Task to carry out
Reproduce the data below word for word, and omit the pictures from your reply.

Extracted entries
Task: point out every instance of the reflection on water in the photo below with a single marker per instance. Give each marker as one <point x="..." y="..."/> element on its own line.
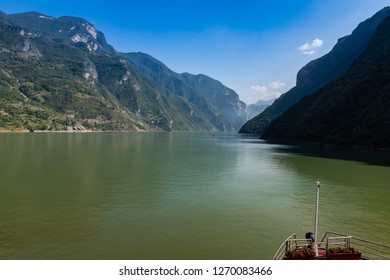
<point x="176" y="196"/>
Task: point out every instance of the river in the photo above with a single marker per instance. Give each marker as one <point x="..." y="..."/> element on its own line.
<point x="179" y="195"/>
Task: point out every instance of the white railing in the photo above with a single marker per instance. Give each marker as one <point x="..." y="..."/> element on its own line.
<point x="369" y="249"/>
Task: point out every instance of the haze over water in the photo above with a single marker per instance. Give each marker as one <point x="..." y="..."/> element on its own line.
<point x="179" y="195"/>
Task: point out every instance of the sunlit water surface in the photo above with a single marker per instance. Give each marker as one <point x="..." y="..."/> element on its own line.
<point x="179" y="195"/>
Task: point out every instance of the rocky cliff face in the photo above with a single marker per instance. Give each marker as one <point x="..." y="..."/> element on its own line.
<point x="59" y="72"/>
<point x="320" y="72"/>
<point x="352" y="110"/>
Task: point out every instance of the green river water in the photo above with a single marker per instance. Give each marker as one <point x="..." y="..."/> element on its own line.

Answer to the task
Task: point out every instance of the reflection on water in the photo below with a single marker per instance. Give each marker as one <point x="..." y="..."/> element on its own line.
<point x="176" y="196"/>
Task: point out every instance of the river in the photo above with a single marker per instance. Give each marker as one <point x="..." y="..."/> element on its own line.
<point x="179" y="195"/>
Task: point out every instance of the white railing in the photo above with a single marker per instance. Give each marker as one <point x="..." y="..."/> element on its own line.
<point x="369" y="249"/>
Task: point out every instance of the haze over water in the photo above with a single marker per instance. Give each marker as one <point x="..." y="..."/> element on its own line.
<point x="179" y="195"/>
Task: point out every instance of the sunlit water surface in the photo above with a single marker per instance. Give each marker as one <point x="..." y="..."/> element on its own line.
<point x="179" y="195"/>
Task: point out every instance of the rocky cliff face in the photo above with a single marker per instance. Give each marker as one <point x="..." y="..."/> element on its own line.
<point x="59" y="72"/>
<point x="320" y="72"/>
<point x="352" y="110"/>
Task: point out every instance of the green river water in the photo above with a single marker per instance. Give each marker as one <point x="..." y="..."/> element on its own line.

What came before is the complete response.